Saved data entries
↓↓↓

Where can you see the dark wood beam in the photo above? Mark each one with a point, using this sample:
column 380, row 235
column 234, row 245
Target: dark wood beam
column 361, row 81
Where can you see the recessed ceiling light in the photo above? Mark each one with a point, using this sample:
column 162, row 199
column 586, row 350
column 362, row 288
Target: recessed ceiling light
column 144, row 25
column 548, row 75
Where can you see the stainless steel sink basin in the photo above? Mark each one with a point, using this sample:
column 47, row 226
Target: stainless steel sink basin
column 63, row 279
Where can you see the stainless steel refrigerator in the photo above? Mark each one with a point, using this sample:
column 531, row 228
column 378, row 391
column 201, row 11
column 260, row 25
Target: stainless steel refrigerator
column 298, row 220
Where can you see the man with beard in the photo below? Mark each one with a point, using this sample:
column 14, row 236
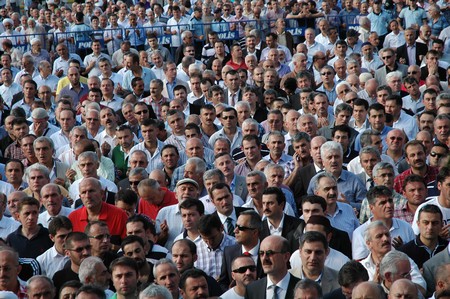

↑↑↑

▸ Stated exercise
Rewrite all of the records above, switching every "stainless steel" to "chrome" and leaving everything else unchanged. Omit the pictures from your answer.

▸ Response to the task
Where can you see the dark wood beam in the photo above? Mark each one with a point, using this sample:
column 380, row 235
column 234, row 245
Target: dark wood beam
column 361, row 81
Where can you see the recessed ceiling light in the photo above? Mark each one with a point, using this sample:
column 162, row 199
column 586, row 350
column 362, row 288
Target: recessed ceiling light
column 144, row 25
column 548, row 75
Where can you see the chrome sink basin in the photo above? Mark each one with a point, using this sample:
column 47, row 226
Target: chrome sink basin
column 63, row 279
Where can you see the chrome refrigerator in the photo above? Mark each one with a point, using this sample:
column 531, row 228
column 378, row 391
column 201, row 11
column 260, row 25
Target: chrome refrigerator
column 298, row 220
Where can you see the man with beard in the photo below? Mark each one with a point, using this sample:
column 14, row 236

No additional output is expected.